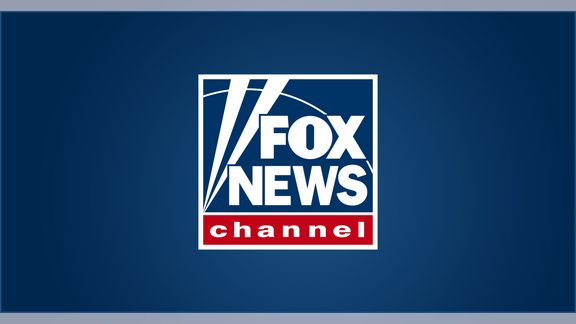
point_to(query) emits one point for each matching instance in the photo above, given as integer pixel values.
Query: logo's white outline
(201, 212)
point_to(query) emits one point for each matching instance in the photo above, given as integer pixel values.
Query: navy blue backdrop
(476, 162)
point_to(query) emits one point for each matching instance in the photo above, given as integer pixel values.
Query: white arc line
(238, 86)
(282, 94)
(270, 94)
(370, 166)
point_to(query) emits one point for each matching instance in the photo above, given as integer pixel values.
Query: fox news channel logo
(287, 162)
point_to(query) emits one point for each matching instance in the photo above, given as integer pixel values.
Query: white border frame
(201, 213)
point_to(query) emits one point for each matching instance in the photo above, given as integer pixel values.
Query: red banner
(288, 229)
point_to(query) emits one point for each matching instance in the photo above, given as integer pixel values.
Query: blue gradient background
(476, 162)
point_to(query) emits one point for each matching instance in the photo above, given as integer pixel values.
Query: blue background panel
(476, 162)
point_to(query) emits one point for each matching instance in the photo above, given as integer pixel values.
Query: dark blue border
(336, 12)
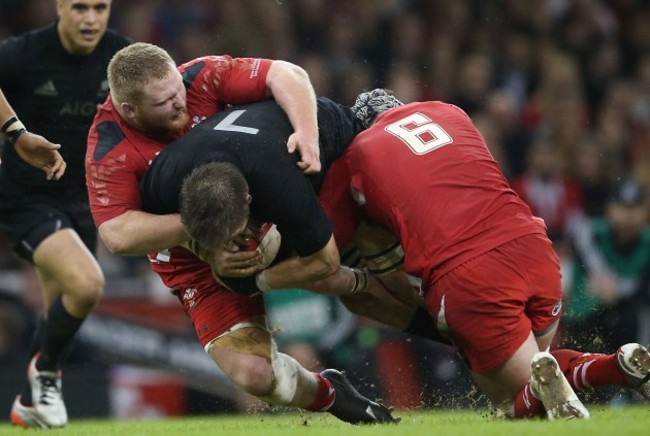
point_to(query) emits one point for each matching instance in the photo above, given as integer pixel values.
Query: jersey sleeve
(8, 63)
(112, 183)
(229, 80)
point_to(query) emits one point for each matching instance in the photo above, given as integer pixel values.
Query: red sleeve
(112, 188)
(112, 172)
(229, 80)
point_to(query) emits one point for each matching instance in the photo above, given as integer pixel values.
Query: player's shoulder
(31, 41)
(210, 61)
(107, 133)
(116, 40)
---
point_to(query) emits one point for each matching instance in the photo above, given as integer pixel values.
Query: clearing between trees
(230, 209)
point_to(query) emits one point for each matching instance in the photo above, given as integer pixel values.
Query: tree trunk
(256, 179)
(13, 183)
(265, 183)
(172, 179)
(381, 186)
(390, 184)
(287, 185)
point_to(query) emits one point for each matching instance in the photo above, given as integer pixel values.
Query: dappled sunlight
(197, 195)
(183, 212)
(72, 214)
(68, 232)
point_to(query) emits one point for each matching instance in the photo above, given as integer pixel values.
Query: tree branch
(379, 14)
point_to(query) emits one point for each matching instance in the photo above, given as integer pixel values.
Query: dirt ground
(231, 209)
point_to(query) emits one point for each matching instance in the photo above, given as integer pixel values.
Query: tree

**Required work**:
Pull out every line of the entries above that contains the string "white", treating uppercase and lowercase as different.

**Final answer**:
Query: logo's white outline
Query: white arc line
Query: white border frame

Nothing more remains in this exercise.